- [WORK TO COMPLETE]: Each record that follows should be repeated exactly, minus any images.

Start of SOURCE MATERIAL

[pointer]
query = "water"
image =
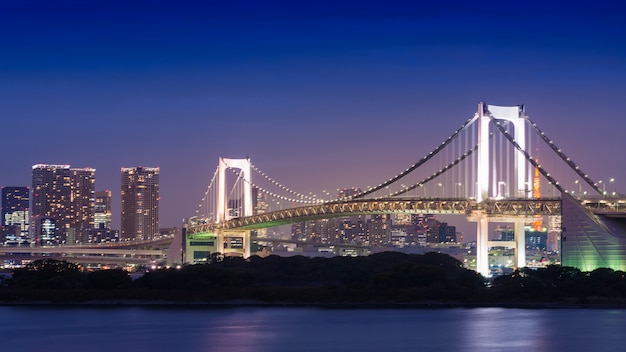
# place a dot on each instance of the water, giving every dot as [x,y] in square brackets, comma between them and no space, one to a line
[41,328]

End of SOURCE MATERIAL

- [PROBLEM SOLUTION]:
[pointer]
query = "water"
image =
# place a dot on each instance of the water, giving every dot as [x,y] in square brackets, comma between them and no space, one to a line
[41,328]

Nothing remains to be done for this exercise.